*Brief*:
Put the listing below, from its very start through the line with "[405, 140, 540, 255]", into a two-column CSV headed text and answer, with one row for each piece of text and the answer that follows it. Quote every field, turn line breaks into spaces, and leave the pictures out.

(Data taken from a collection)
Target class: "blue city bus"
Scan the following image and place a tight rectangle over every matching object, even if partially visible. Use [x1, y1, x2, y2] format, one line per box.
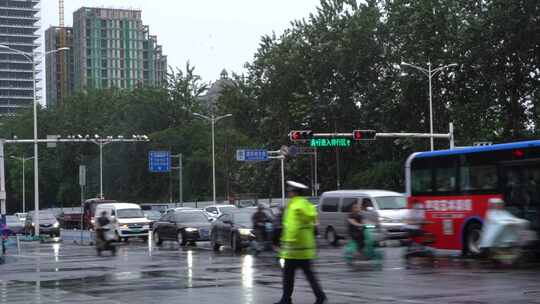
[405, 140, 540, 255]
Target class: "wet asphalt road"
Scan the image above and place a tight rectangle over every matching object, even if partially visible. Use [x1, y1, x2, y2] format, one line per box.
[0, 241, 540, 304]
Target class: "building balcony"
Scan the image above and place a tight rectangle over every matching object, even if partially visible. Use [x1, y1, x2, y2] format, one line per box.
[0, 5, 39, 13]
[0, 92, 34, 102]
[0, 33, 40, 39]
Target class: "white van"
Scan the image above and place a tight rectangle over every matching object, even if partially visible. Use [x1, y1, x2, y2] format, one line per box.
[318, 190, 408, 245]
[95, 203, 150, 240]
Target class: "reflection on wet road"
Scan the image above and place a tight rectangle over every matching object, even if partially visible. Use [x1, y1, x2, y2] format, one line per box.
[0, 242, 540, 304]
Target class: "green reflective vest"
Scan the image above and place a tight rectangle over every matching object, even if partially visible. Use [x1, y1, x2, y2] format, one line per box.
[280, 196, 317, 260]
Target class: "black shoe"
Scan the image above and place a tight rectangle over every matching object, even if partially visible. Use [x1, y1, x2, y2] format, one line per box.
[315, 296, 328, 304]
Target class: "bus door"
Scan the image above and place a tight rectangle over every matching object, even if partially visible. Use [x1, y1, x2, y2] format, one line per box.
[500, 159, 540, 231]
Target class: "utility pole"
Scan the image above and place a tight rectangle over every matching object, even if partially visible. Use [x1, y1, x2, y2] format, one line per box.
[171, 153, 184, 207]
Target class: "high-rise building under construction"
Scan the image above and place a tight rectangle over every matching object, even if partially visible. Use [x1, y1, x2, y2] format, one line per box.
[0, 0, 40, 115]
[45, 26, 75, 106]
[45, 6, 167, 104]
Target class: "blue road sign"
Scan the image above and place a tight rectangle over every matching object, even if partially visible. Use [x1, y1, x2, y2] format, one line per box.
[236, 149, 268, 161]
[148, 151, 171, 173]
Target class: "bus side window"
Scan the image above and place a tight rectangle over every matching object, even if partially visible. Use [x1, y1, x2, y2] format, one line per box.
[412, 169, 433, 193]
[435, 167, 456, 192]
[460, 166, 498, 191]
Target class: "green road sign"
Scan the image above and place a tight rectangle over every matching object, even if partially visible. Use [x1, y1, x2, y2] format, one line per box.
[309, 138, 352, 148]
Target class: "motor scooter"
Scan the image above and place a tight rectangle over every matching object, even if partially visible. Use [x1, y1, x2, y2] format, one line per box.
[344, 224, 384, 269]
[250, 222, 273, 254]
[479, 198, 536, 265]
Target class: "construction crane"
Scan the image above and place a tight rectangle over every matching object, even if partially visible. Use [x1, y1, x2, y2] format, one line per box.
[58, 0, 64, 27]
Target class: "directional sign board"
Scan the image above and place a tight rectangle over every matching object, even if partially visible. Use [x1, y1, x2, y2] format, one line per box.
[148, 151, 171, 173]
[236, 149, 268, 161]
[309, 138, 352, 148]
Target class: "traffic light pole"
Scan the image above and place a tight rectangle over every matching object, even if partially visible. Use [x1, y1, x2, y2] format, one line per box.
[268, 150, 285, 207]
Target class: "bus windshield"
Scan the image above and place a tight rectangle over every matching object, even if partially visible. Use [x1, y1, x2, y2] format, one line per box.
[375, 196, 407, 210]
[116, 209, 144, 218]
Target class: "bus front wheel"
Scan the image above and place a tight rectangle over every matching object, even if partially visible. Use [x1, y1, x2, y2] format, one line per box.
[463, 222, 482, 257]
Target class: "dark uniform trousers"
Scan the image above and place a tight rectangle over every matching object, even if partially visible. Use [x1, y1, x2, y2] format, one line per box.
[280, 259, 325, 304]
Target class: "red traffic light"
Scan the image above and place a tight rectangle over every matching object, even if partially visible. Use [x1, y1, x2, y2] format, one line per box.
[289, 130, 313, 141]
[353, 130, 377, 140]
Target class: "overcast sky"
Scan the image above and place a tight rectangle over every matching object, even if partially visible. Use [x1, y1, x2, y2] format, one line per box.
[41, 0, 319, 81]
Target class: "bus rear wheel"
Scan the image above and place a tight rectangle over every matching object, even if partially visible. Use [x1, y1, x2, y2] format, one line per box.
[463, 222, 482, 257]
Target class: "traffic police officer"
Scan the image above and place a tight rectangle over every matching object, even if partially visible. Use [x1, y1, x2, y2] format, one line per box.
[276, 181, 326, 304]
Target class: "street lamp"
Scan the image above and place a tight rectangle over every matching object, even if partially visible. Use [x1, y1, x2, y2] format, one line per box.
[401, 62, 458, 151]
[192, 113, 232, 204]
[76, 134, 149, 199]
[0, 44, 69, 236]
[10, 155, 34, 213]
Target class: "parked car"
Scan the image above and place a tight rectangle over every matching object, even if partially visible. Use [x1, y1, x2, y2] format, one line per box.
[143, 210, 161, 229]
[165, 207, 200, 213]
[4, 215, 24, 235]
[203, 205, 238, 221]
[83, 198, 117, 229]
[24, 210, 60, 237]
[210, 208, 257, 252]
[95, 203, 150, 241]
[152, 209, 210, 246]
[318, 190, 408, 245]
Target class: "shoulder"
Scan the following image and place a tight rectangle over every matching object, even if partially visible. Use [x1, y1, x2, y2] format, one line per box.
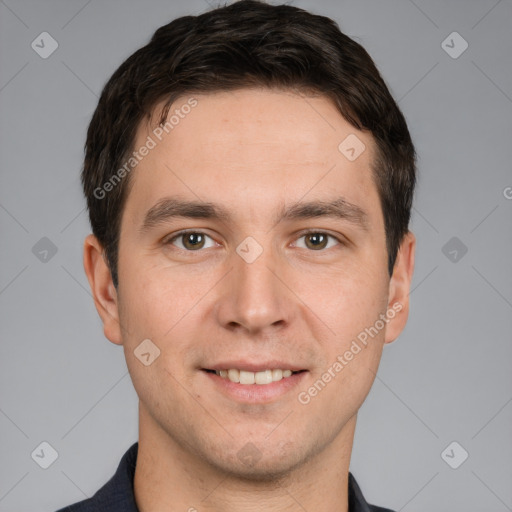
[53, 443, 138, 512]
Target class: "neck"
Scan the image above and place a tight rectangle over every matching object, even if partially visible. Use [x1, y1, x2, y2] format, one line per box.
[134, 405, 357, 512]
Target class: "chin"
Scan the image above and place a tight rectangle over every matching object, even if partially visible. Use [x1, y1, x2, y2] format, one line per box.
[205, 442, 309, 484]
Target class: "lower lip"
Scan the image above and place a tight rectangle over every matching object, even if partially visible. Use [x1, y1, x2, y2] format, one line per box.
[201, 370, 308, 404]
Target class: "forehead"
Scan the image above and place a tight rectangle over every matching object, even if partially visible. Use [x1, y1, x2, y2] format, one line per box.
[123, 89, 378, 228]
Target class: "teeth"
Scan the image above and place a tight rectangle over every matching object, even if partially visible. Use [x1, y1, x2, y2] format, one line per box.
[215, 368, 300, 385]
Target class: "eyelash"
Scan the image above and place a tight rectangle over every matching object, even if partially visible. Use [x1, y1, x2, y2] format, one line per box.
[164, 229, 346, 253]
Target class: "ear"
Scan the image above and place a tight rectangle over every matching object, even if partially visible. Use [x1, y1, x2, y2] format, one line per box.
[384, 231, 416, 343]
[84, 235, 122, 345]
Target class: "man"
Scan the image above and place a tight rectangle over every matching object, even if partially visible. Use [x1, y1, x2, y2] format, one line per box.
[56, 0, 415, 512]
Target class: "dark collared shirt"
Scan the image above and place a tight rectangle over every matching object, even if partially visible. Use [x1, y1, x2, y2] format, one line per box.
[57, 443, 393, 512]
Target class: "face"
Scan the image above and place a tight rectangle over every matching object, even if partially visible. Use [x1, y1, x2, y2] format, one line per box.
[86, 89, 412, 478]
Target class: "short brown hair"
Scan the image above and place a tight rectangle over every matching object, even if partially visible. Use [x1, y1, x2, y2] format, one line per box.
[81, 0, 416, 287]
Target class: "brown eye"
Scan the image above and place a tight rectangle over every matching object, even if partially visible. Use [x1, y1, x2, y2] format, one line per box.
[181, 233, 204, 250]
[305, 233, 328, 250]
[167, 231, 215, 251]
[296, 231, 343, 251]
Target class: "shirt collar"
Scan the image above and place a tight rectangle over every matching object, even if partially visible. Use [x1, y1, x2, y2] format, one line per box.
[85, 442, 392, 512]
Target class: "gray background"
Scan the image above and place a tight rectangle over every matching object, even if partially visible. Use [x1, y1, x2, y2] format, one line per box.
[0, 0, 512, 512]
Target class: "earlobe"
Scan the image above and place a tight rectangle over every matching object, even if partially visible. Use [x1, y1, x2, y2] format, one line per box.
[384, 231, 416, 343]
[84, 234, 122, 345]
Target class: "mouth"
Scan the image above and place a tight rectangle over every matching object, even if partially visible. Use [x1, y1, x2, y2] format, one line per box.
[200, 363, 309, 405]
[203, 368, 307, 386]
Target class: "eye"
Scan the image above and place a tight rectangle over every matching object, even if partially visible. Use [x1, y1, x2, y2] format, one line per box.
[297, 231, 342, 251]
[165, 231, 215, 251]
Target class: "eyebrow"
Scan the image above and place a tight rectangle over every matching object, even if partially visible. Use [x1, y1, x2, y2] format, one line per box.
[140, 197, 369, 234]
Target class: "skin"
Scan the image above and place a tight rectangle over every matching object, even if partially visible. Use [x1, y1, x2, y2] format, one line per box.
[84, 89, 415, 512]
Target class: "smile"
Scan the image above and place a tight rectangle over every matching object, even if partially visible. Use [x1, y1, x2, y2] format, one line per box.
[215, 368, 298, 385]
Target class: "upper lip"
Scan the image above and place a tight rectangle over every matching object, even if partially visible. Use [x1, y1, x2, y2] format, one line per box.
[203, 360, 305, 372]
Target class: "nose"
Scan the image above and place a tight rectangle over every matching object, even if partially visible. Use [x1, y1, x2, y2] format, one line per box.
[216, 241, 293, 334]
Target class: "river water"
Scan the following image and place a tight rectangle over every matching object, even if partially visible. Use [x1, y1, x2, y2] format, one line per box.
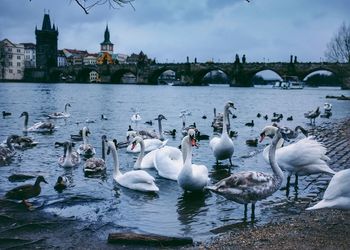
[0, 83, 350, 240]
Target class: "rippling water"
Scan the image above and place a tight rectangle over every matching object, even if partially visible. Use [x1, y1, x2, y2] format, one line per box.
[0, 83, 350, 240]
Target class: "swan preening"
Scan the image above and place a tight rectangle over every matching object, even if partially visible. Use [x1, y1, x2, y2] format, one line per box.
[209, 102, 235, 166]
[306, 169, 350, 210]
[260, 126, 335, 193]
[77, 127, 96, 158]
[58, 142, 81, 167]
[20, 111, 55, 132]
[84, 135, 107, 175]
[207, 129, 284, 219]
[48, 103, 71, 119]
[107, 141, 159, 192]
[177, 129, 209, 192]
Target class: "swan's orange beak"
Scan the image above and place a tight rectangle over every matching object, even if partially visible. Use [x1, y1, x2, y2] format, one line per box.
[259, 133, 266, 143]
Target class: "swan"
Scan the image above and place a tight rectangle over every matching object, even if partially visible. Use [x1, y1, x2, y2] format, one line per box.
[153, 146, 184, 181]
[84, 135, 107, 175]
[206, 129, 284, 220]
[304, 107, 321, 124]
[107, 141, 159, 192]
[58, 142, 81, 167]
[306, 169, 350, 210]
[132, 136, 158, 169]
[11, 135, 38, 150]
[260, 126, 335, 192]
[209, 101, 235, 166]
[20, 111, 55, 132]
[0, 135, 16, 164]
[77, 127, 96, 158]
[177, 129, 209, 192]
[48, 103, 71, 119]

*Result below*:
text,answer
"Target class: ""blue city bus"" Scan the following image and place a tight rectangle over every matching object, even if partially visible. Use [x1, y1, x2, y2] format, one line per box.","[405, 140, 540, 255]"